● WHAT IS NEEDED
Among the entries below, find the lines holding "road" and copy them.

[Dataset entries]

<<<<

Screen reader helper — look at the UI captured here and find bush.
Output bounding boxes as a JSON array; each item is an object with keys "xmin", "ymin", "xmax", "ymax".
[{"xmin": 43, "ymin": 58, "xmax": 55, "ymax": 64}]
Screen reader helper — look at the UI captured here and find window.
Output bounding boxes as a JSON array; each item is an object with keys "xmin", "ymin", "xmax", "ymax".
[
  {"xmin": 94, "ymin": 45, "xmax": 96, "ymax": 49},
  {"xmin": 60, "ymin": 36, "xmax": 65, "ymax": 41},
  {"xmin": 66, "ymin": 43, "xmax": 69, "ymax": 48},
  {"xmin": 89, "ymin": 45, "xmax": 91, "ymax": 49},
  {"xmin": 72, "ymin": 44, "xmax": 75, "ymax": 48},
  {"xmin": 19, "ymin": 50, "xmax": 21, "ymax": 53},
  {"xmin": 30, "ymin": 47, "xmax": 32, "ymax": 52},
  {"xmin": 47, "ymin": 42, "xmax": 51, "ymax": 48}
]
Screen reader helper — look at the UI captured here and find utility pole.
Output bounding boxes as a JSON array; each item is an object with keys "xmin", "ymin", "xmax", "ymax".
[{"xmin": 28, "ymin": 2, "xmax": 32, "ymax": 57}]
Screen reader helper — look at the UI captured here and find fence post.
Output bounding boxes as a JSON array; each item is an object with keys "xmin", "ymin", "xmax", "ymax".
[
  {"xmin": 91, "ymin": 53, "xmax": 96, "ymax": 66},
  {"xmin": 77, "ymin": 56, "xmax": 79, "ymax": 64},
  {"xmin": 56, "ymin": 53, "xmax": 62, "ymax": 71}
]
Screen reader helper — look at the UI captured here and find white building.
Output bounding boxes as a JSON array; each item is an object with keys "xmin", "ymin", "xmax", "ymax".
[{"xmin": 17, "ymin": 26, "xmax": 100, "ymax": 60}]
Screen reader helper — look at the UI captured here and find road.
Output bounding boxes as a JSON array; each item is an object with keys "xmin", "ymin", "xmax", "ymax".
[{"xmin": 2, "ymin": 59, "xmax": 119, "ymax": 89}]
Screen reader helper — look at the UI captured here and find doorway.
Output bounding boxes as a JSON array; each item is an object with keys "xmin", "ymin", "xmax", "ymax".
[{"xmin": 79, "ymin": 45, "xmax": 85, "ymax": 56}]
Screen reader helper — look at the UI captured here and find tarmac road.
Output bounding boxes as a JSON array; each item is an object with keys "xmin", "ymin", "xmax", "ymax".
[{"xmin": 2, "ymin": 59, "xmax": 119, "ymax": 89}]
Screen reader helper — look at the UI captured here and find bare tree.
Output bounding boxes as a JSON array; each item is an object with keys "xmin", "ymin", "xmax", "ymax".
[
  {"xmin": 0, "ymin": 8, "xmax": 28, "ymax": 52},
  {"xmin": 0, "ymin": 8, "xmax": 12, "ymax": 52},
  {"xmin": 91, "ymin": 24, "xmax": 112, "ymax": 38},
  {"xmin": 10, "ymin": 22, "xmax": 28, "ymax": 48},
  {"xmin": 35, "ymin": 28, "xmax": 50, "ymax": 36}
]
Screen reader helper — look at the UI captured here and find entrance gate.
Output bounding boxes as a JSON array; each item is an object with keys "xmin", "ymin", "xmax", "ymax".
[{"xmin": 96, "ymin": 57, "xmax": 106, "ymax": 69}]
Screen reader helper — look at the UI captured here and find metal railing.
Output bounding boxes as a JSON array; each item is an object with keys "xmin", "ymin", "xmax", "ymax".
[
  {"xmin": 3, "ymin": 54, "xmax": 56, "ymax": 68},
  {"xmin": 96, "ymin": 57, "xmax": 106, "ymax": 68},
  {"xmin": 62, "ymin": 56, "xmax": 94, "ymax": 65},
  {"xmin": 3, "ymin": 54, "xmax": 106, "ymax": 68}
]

>>>>

● EXERCISE OUTPUT
Screen reader helper — look at the UI captured here and find road.
Screen reader helper — look at the UI captured here and find tarmac road.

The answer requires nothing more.